- [LIST OF TASKS]:
1) In the Robert Hughes reviews, reproduce the passage between "Customer Reviews" and "highly recommend this.", inclusive.
2) Turn the paragraph in the Robert Hughes reviews that begins "There are a number of literate reviews here" into a short list of its main points.
3) Summarize the Robert Hughes reviews in two sentences.

# Start of EXTRACT

Robert Hughes, one of the most illuminating minds ever to have taken on the subjects of art and culture, uses his same critical abilities to give us a brutally intimate account of his early life, up... This description may be from another edition of this product.

Customer Reviews

5 ratings

Just enjoy

There are a number of literate reviews here. I have no desire to compete with them. I will just say this is a thoroughly enjoyable book. Hughes writes in an informal style that mixes mate speak with with a passionate and articulate love of art. He is relatively honest and frank about his life without descending into the tasteless. He is an elitist but not a snob. As one who lived through the sixties I think he describes the decade in an accurate if somewhat withering way. If you are looking for a book that is well written and generally a joy to read I would highly recommend this.

Best when not about art

I arrived at this autobiography as a fan of "The Fatal Shore" and "Culture of Complaint", and having no recollection of having read any of Mr. Hughes' art criticism (or much of anybody else's, either). Therefore, I was satisfied picking up some interesting observations and historical perspective along the way, due to his recollections of the art scene and waves of names, many of whom meant nothing to me. Two points stand out regarding culture: Hughes certainly thinks little of the 1960s, except for missing the unspoiled travel destinations, and he certainly thinks little of Australia, even for an ex-pat. I was left wondering how much of that distaste was for a lack of cultural sophistication in Australia and how much was personal baggage and other factors. Hughes is quite frank throughout, not afraid to jab anyone in sight, including himself on many occasions for being guilty of immaturity, stupidity, laziness, rudeness and many other qualities. Of course, there is no shortage of self-praise, either. Some reviewers complain about his "elitism", a standard accusation against Hughes. That seems almost inescapable in an art critic, and the level here did not bother me at all, other than the disdain for Australia. The opening chapter on Hughes' near-fatal accident is excellent. Another highlight is his early years through his Catholic education and his blunt explanation about how the threads were pulled and he fell from faith. What could have been too mean-spirited was softened by genuine respect for the educators and priests who made a positive difference. Another powerful, but brief, topic was his disastrous first marriage. My, what an entertaining mess. The autobiography ends in 1970 when Hughes arrives in America to be the in-house critic for Time, back when Time (as Hughes himself admits) had far more importance than it does today. That's a fair stopping point, given the coverage of his car accident. Another few chapters on life in America and beyond could easily have made the book too long, and perhaps the opportunities for fresh insights and stories weren't there. After all, relative middle age usually isn't all that entertaining.

# End of EXTRACT
# Start of RECORDED DATA

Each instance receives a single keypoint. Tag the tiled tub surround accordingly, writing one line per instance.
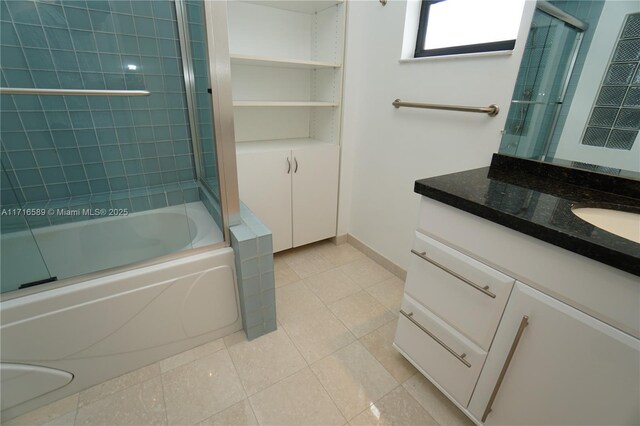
(55, 147)
(330, 362)
(536, 199)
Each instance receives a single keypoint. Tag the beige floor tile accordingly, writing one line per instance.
(196, 391)
(341, 254)
(306, 261)
(266, 360)
(361, 313)
(379, 343)
(332, 285)
(66, 420)
(318, 334)
(140, 404)
(283, 273)
(118, 384)
(191, 355)
(297, 400)
(432, 400)
(240, 414)
(389, 292)
(235, 338)
(46, 414)
(397, 408)
(353, 378)
(296, 300)
(365, 272)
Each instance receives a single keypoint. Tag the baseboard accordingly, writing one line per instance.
(375, 256)
(340, 239)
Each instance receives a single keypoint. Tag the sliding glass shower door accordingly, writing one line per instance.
(545, 69)
(21, 261)
(107, 127)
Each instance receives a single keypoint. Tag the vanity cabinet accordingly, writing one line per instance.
(498, 321)
(566, 367)
(293, 191)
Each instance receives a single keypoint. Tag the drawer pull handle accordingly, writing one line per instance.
(460, 358)
(484, 290)
(505, 367)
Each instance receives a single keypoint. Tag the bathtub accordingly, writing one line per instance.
(65, 337)
(77, 248)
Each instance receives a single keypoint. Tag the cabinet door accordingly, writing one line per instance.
(567, 368)
(264, 181)
(315, 193)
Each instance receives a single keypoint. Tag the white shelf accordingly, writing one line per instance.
(277, 145)
(283, 104)
(302, 6)
(279, 62)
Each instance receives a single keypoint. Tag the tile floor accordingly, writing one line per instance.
(329, 363)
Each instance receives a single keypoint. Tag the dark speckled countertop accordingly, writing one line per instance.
(536, 199)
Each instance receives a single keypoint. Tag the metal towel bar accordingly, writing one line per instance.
(71, 92)
(492, 110)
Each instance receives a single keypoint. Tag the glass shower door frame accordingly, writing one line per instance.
(219, 67)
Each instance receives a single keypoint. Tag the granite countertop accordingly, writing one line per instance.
(536, 199)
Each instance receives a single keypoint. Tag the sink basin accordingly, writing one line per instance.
(622, 223)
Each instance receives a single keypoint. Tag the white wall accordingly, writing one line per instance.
(386, 149)
(595, 66)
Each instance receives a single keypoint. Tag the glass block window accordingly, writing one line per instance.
(615, 118)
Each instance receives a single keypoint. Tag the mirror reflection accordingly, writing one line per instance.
(577, 96)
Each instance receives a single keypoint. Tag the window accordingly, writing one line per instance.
(451, 27)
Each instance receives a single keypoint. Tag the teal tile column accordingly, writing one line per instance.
(253, 247)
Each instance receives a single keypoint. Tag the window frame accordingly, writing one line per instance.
(420, 52)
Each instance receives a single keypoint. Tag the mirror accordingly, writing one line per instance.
(577, 96)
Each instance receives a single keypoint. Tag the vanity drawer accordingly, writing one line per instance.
(465, 293)
(450, 359)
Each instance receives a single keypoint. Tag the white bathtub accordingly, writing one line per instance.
(78, 248)
(68, 338)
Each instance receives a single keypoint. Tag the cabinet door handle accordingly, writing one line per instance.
(460, 358)
(505, 367)
(483, 290)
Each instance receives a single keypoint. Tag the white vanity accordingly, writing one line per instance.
(515, 330)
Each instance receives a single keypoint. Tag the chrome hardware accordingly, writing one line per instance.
(484, 290)
(460, 357)
(515, 101)
(492, 110)
(71, 92)
(505, 367)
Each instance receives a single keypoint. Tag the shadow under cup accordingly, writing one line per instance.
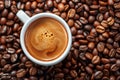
(27, 25)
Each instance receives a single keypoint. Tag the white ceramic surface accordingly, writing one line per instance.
(27, 21)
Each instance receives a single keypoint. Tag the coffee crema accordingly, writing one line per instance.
(46, 39)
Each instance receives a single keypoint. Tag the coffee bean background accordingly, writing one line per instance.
(95, 51)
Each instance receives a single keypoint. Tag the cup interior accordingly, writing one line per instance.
(22, 40)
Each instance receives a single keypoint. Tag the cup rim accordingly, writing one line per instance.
(22, 41)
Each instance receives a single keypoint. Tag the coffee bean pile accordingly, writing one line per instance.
(95, 51)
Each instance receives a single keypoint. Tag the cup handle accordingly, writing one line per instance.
(22, 16)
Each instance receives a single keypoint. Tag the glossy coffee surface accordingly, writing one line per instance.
(46, 39)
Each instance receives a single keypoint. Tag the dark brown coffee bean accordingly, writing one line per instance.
(100, 29)
(96, 59)
(83, 47)
(2, 47)
(100, 46)
(1, 5)
(4, 12)
(83, 20)
(28, 5)
(70, 22)
(7, 3)
(14, 58)
(117, 37)
(11, 15)
(112, 77)
(21, 73)
(3, 39)
(28, 64)
(89, 70)
(7, 68)
(14, 8)
(49, 3)
(11, 50)
(6, 56)
(99, 17)
(73, 30)
(3, 62)
(110, 21)
(73, 73)
(110, 2)
(112, 52)
(91, 45)
(114, 67)
(105, 60)
(117, 5)
(3, 29)
(98, 74)
(91, 19)
(3, 20)
(33, 71)
(106, 51)
(71, 13)
(33, 4)
(9, 38)
(61, 7)
(118, 62)
(88, 55)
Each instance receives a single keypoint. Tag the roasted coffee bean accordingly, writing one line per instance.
(96, 59)
(91, 45)
(112, 52)
(98, 74)
(100, 46)
(14, 58)
(1, 5)
(7, 68)
(70, 22)
(89, 70)
(83, 47)
(105, 61)
(11, 15)
(114, 67)
(71, 13)
(11, 50)
(32, 71)
(21, 73)
(3, 62)
(100, 29)
(6, 56)
(7, 3)
(110, 21)
(88, 55)
(3, 20)
(73, 73)
(118, 62)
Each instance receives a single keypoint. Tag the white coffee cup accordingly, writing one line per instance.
(27, 21)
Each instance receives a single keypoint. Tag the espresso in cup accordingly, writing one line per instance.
(46, 39)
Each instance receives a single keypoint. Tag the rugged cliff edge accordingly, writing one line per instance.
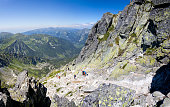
(126, 57)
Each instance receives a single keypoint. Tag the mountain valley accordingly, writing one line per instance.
(125, 62)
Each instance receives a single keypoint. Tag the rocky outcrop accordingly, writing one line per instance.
(127, 49)
(109, 95)
(160, 2)
(62, 102)
(27, 92)
(161, 80)
(100, 28)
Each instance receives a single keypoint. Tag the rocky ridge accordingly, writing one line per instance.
(130, 49)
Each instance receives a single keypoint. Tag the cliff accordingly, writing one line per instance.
(131, 50)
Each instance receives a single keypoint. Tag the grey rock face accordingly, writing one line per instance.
(160, 2)
(62, 102)
(92, 42)
(161, 80)
(109, 95)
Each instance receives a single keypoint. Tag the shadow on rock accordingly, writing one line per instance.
(161, 81)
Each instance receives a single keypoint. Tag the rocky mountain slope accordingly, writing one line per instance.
(130, 49)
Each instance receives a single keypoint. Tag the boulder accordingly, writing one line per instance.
(62, 102)
(160, 81)
(109, 95)
(138, 1)
(160, 2)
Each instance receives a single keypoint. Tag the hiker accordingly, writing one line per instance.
(74, 76)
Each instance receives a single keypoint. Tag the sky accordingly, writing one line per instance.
(22, 15)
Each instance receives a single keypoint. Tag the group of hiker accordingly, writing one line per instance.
(84, 73)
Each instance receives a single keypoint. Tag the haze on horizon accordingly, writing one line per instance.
(22, 15)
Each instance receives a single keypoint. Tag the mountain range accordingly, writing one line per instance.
(77, 36)
(125, 62)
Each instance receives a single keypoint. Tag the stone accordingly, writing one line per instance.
(160, 81)
(160, 2)
(138, 1)
(62, 102)
(100, 28)
(109, 95)
(158, 95)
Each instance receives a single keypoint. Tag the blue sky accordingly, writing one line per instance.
(22, 15)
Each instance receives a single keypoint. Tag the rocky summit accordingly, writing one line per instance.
(126, 60)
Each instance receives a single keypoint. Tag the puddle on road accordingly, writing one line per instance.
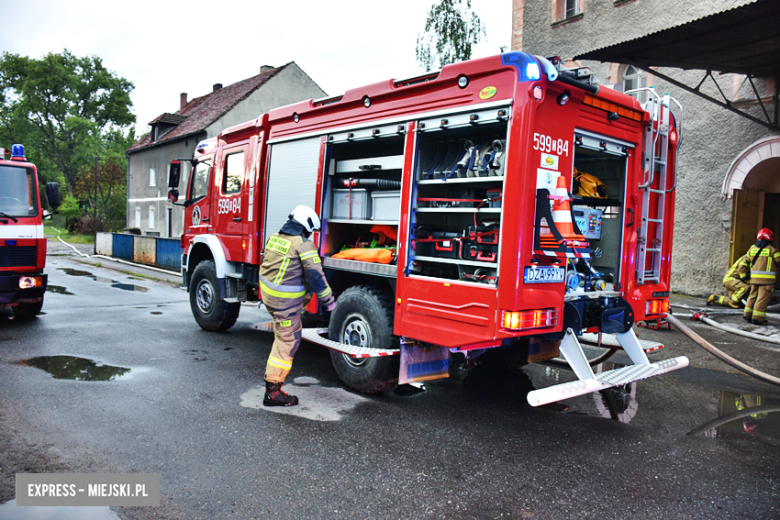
(75, 368)
(741, 415)
(114, 283)
(58, 289)
(11, 511)
(317, 403)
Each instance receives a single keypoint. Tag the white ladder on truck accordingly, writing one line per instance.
(656, 142)
(589, 382)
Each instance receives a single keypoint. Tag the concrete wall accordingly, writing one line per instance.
(713, 137)
(143, 196)
(289, 86)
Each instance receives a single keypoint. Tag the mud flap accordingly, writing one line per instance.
(423, 363)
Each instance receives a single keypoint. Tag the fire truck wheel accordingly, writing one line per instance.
(211, 312)
(364, 317)
(26, 311)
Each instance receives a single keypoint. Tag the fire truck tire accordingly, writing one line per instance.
(211, 312)
(364, 316)
(26, 311)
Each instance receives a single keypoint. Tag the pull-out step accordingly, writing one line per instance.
(611, 341)
(589, 382)
(316, 336)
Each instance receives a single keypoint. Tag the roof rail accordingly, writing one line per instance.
(321, 102)
(428, 76)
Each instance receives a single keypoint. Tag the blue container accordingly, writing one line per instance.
(123, 246)
(169, 252)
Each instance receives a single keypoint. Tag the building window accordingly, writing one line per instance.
(571, 8)
(565, 10)
(635, 78)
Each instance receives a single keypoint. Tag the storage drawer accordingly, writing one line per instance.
(385, 205)
(356, 199)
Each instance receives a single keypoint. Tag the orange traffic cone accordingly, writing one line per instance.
(561, 213)
(562, 216)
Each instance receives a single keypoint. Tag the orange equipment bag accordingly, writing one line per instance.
(379, 255)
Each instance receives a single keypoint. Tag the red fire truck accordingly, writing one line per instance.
(22, 244)
(525, 207)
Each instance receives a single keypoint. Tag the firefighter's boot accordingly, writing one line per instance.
(275, 396)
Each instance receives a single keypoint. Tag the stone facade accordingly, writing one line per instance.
(713, 138)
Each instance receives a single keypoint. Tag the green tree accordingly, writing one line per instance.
(451, 30)
(64, 108)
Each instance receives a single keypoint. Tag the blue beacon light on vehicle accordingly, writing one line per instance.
(17, 151)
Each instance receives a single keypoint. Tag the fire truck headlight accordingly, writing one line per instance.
(28, 282)
(532, 71)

# End of RECORDED DATA

- [SOLVED TASKS]:
1)
Customer Reviews

5 ratings

Just enjoy

There are a number of literate reviews here. I have no desire to compete with them. I will just say this is a thoroughly enjoyable book. Hughes writes in an informal style that mixes mate speak with with a passionate and articulate love of art. He is relatively honest and frank about his life without descending into the tasteless. He is an elitist but not a snob. As one who lived through the sixties I think he describes the decade in an accurate if somewhat withering way. If you are looking for a book that is well written and generally a joy to read I would highly recommend this.

2)
- The reviewer does not want to compete with the other literate reviews.
- The book is thoroughly enjoyable.
- Hughes writes informally, mixing mate speak with a passionate, articulate love of art.
- He is fairly honest and frank about his life without becoming tasteless.
- He is an elitist but not a snob.
- The reviewer lived through the sixties and finds his account of the decade accurate, if somewhat withering.
- The book is well written and a joy to read, and the reviewer highly recommends it.

3) A short description presents Robert Hughes's intimate account of his early life, and two customer reviews call the book enjoyable and frank, noting his informal style, his elitism, and his low opinion of the 1960s. The second review singles out the chapters on his near-fatal accident, his Catholic education, and his disastrous first marriage, and notes that the autobiography ends in 1970, when he arrives in America to be the in-house critic for Time.